Aim of the task: Write out the data once more, exactly as it reads.

Data under study:
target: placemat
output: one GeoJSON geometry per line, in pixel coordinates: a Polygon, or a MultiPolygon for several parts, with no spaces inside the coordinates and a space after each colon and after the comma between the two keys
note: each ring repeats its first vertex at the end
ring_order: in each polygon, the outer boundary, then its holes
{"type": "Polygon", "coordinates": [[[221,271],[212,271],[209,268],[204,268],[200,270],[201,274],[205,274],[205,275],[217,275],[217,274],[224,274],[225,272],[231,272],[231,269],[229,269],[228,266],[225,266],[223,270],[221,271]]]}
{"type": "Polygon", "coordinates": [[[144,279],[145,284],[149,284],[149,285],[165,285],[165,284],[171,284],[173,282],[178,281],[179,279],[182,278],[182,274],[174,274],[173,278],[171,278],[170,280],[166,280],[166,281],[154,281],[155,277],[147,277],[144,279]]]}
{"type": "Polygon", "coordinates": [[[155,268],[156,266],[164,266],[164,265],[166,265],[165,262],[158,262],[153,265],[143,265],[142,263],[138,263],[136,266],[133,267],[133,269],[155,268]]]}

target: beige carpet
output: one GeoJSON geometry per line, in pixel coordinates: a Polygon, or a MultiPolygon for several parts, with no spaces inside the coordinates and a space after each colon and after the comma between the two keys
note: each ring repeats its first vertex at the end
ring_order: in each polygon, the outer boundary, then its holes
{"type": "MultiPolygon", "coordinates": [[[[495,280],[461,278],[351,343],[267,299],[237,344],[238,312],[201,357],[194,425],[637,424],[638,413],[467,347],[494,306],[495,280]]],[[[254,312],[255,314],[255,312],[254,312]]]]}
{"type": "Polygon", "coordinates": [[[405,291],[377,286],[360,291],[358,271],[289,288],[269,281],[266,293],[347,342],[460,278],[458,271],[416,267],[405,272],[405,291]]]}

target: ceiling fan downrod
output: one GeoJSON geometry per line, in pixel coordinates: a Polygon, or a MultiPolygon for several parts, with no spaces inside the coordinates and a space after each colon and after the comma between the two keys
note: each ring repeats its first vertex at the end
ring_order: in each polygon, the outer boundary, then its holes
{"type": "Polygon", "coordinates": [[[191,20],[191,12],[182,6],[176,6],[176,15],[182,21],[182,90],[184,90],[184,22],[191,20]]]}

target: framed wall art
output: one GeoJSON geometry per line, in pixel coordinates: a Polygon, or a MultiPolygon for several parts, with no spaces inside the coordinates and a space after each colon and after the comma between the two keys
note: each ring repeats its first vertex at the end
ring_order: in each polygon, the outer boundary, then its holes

Response to this exercise:
target: placemat
output: one GeoJSON geometry per line, in pixel coordinates: a Polygon, or a MultiPolygon for several parts, with no spaces inside the coordinates and a space after each colon and after the comma between the two keys
note: each ring repeats its first vertex at the end
ring_order: in each polygon, the outer boundary, then its holes
{"type": "Polygon", "coordinates": [[[221,271],[212,271],[209,268],[204,268],[200,270],[201,274],[205,274],[205,275],[217,275],[217,274],[224,274],[225,272],[231,272],[231,269],[229,269],[228,266],[225,266],[223,270],[221,271]]]}
{"type": "Polygon", "coordinates": [[[144,279],[145,284],[149,284],[149,285],[165,285],[165,284],[171,284],[173,282],[178,281],[179,279],[182,278],[182,274],[174,274],[173,278],[171,278],[170,280],[166,280],[166,281],[154,281],[155,277],[147,277],[144,279]]]}
{"type": "Polygon", "coordinates": [[[155,268],[156,266],[164,266],[164,265],[166,265],[165,262],[158,262],[153,265],[143,265],[142,263],[138,263],[136,266],[133,267],[133,269],[155,268]]]}

target: beige carpet
output: one GeoJSON geometry per line, in pixel coordinates: a Polygon, or a MultiPolygon for several parts, with no spaces inside the coordinates and a space after each colon and after the comma between the two keys
note: each ring repeats its first vertex at the end
ring_order: in each polygon, the outer boundary, then its holes
{"type": "MultiPolygon", "coordinates": [[[[495,280],[461,278],[351,343],[267,299],[237,344],[238,312],[201,357],[194,425],[637,424],[638,413],[467,347],[494,306],[495,280]]],[[[254,312],[255,314],[255,312],[254,312]]]]}
{"type": "Polygon", "coordinates": [[[405,291],[377,286],[360,291],[358,271],[289,288],[269,281],[266,293],[347,342],[460,278],[458,271],[416,267],[405,272],[405,291]]]}

target: ceiling fan downrod
output: one GeoJSON geometry per line, in pixel coordinates: a Polygon, or a MultiPolygon for several parts, with no spaces inside the coordinates and a space after each colon and after the comma between the two keys
note: each ring repeats its first vertex at the end
ring_order: in each polygon, the outer boundary, then its holes
{"type": "Polygon", "coordinates": [[[191,20],[191,12],[182,6],[176,6],[176,15],[182,21],[182,90],[184,90],[184,22],[191,20]]]}

target: framed wall art
output: one GeoJSON geometry per line, in pixel coordinates: a Polygon, or a MultiPolygon for several parts, with no spaces inside the coordinates and a space after each colon and after the comma between the two keys
note: each ring repeats its first vertex at the end
ring_order: in each polygon, the outer boundary, then its holes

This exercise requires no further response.